EXERCISE TASK: Reproduce all of the records below, substituting "Output lines" for each occurrence of "Returned lines" and leaving everything else unchanged.

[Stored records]
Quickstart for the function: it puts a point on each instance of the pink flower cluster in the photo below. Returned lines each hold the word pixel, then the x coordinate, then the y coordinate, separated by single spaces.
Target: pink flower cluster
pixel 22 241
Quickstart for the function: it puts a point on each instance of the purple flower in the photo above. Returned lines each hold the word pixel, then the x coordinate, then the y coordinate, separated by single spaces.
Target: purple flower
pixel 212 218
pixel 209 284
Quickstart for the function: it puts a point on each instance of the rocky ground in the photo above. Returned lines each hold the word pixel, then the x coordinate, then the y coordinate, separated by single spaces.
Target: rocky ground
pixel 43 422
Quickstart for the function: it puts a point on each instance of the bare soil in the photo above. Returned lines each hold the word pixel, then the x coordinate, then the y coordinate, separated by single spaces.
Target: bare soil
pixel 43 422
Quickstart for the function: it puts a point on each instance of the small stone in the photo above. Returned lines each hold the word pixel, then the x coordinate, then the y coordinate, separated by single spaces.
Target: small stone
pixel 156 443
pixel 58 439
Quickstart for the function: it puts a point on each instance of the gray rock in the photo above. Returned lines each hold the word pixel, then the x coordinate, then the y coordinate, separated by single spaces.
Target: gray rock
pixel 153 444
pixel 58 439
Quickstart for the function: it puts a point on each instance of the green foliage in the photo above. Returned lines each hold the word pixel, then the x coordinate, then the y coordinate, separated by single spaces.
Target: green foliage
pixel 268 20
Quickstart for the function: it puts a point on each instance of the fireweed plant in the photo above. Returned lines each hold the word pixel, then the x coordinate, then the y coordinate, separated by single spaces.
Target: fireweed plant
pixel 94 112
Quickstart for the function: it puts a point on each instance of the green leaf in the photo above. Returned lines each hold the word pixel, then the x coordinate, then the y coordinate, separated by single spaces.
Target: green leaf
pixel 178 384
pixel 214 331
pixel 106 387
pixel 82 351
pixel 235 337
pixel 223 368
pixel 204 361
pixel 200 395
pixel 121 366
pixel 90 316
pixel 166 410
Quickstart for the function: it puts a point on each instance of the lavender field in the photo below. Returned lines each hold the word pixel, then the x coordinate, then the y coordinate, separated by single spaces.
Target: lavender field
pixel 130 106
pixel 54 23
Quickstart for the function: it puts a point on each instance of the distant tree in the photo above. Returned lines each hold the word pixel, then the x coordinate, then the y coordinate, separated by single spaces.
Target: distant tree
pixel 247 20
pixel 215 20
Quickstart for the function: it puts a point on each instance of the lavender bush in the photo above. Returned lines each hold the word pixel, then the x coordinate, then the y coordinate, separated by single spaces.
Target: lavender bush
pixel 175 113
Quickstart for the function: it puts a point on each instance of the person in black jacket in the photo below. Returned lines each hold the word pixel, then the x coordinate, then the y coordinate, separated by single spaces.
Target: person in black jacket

ANSWER FOR THE TASK:
Quickstart for the function: it puts a point on each instance of the pink flower cluster in the photo below. Output lines each hold the word pixel, then the x coordinate, then the y coordinate, separated by single spaces.
Target: pink flower cluster
pixel 22 241
Quickstart for the function: it puts a point on each instance of the purple flower in the photo above. Output lines each hold the word pixel, then the x coordinate, then the y coordinate, separated by single spaces.
Target: purple flower
pixel 212 218
pixel 209 284
Quickstart for the function: it puts a point on each instance of the rocky ground in the photo above. Output lines each hold the word pixel, then the x coordinate, then the y coordinate, separated by single spaces.
Target: rocky ground
pixel 43 422
Quickstart for the function: it puts a point on each instance of the bare soil in the photo above. Output lines each hold the word pixel, then the x coordinate, then the y coordinate, separated by single spaces.
Target: bare soil
pixel 43 422
Quickstart for the function: it puts a point on each instance of the small stone in the photo above. Output lines each hold the word pixel, then the x coordinate, then the y coordinate, separated by single spaces.
Target: small stone
pixel 156 443
pixel 58 439
Quickstart for the function: it puts a point on each instance of the gray rock in the photo above. Output lines each hold the word pixel, then the x coordinate, then the y coordinate, separated by single spaces.
Target: gray rock
pixel 153 444
pixel 58 439
Quickstart for the function: it puts a point on each instance of the green foliage in the photo above. Output lines each hold the word pixel, then the x coordinate, then the y coordinate, separated by single spaces.
Target: green foliage
pixel 268 20
Quickstart for the function: it puts a point on each instance of the fireweed plant in the photo above. Output lines each hold the word pixel, then the x coordinate, then the y coordinate, separated by single spaces.
Target: fireweed plant
pixel 94 112
Quickstart for the function: it puts a point on each instance of the green leaf in the photo above. Output lines each hold the word pixel, then the x coordinate, then the y coordinate, separated by single spaces.
Target: green leaf
pixel 178 384
pixel 214 331
pixel 106 387
pixel 82 351
pixel 235 337
pixel 223 368
pixel 204 361
pixel 200 395
pixel 121 366
pixel 90 316
pixel 166 410
Quickstart for the function: it puts a point on each instance of the lavender field in the photo below. Output lines each hold the word pixel, then the x coordinate, then the y coordinate, separated by single spaces.
Target: lavender field
pixel 130 106
pixel 54 23
Quickstart for the function: it puts a point on each instance of the distant tree in the photo above. Output lines each hold the word pixel, then the x coordinate, then the y coordinate, separated by single spaces.
Target: distant tree
pixel 247 20
pixel 215 20
Quickstart for the function: it puts a point on each instance of the lavender bush in the photo above. Output lines each hold the word pixel, then the x coordinate, then the y coordinate, separated by single spaces.
Target: lavender bush
pixel 175 113
Quickstart for the function: it puts a point on each instance of the person in black jacket in the photo below. Output lines each hold the word pixel, then the x coordinate, then the y coordinate, separated by single spaces.
Target: person in black jacket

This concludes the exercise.